◆ WHAT NEEDS TO BE DONE: Can you write out again the lines from the one containing "round marble board in the photo above." through the last line below, requests included, adding 103 to every coordinate in the answers? Give only those lines.

━━━ MATERIAL TO PROCESS ━━━

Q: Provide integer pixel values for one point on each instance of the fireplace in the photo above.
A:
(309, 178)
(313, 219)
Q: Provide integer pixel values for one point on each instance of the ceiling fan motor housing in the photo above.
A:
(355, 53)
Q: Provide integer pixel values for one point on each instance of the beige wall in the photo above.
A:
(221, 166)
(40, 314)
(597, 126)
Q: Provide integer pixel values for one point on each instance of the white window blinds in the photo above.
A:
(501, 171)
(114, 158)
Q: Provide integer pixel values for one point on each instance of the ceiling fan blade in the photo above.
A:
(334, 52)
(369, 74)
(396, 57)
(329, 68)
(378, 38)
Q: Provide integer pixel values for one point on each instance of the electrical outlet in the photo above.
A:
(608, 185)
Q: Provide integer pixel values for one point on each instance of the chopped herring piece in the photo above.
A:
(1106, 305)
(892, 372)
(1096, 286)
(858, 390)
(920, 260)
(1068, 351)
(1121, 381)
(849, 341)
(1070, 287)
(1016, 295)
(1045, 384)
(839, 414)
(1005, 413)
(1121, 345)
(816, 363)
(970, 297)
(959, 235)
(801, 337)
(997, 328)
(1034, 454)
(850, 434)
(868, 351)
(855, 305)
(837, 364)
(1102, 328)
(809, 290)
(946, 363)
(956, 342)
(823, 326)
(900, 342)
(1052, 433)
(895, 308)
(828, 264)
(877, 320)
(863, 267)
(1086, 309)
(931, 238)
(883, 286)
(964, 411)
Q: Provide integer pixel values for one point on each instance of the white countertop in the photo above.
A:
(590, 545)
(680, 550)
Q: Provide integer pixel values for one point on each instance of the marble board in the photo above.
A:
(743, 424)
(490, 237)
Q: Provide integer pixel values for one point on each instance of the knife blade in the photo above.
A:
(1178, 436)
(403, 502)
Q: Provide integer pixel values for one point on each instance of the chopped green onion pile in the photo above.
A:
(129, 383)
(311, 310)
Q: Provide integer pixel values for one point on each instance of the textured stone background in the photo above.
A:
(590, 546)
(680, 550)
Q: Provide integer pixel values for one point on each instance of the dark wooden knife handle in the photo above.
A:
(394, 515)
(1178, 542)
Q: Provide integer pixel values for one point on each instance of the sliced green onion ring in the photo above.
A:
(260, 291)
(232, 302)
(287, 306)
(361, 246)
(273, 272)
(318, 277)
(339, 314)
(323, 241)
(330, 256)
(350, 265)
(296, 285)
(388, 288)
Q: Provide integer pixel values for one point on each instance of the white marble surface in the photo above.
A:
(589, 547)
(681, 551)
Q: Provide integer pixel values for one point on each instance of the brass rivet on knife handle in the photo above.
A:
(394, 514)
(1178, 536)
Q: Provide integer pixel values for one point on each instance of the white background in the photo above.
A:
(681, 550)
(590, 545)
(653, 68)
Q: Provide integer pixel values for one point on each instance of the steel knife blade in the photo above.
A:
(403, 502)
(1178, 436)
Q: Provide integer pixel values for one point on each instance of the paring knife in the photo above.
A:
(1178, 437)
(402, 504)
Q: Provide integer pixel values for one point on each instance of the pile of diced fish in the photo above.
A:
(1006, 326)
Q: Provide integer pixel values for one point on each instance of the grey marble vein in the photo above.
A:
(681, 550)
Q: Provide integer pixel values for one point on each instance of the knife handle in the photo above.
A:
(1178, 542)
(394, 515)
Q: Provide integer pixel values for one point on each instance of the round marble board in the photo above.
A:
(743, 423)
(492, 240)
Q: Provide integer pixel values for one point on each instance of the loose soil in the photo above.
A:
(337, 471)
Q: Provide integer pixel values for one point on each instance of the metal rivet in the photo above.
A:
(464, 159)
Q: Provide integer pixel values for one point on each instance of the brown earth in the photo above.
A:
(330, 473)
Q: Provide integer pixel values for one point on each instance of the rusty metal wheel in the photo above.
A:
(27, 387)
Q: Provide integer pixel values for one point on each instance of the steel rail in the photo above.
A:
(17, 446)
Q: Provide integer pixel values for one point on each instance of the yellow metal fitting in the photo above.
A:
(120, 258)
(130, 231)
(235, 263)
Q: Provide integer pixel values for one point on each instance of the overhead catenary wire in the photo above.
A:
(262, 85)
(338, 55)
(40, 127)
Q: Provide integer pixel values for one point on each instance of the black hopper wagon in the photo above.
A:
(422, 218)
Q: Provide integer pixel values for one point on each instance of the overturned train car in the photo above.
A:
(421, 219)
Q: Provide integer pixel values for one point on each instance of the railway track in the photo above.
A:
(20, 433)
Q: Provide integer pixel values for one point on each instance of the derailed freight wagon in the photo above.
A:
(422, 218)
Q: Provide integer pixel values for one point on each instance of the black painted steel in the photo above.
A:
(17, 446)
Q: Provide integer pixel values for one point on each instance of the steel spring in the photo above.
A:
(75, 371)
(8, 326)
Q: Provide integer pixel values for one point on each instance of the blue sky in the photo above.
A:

━━━

◆ RESULT FOR THIS TASK:
Q: Provide integer pixel values for one point on each instance of the round marble board in the photo above.
A:
(846, 526)
(595, 343)
Q: Provide integer pixel values for one point on each instance of the loose soil in the photo above.
A:
(440, 574)
Q: Provide integer pixel values for one point on each instance of the metal rivet in the photo above.
A:
(567, 262)
Q: Provide integer pixel values for one point on each instance of the brown earth in the photo above.
A:
(433, 576)
Q: Provide integer pixel values for one point on each instance of the rusty metal wheel in the photo above.
A:
(130, 490)
Q: Provide integer pixel values for one point on each instance of the steel rail in the photo above.
A:
(120, 549)
Q: Provide integer pixel values for one point on each instance of the yellow metal fitting in the photo above.
A:
(223, 361)
(233, 334)
(338, 366)
Q: Provide integer pixel values for one point on each instance of the overhead catenary wire in the photo above.
A:
(365, 188)
(441, 158)
(143, 230)
Q: Provide integer pixel values for one point on each instance of the black hopper wagon in the photo above.
A:
(525, 321)
Q: Provide integer pixel values for one point on each instance of the overturned train car in the photo above.
A:
(524, 322)
Q: Provide integer pixel values for one point on each instance of the railway track in the photo above.
A:
(123, 536)
Q: Provide integer pixel values for one point on each instance of the derailed freight wagon in the photo above.
A:
(525, 321)
Q: Provide integer pixel values for one point on each instance of the black painted steel in the photo above.
A:
(120, 549)
Q: Provide integer pixel values for one point on each instance of the steel spring in the photo above.
A:
(178, 474)
(111, 429)
Q: Provide integer pixel values for one point on each instance of the blue sky in the photo above.
A:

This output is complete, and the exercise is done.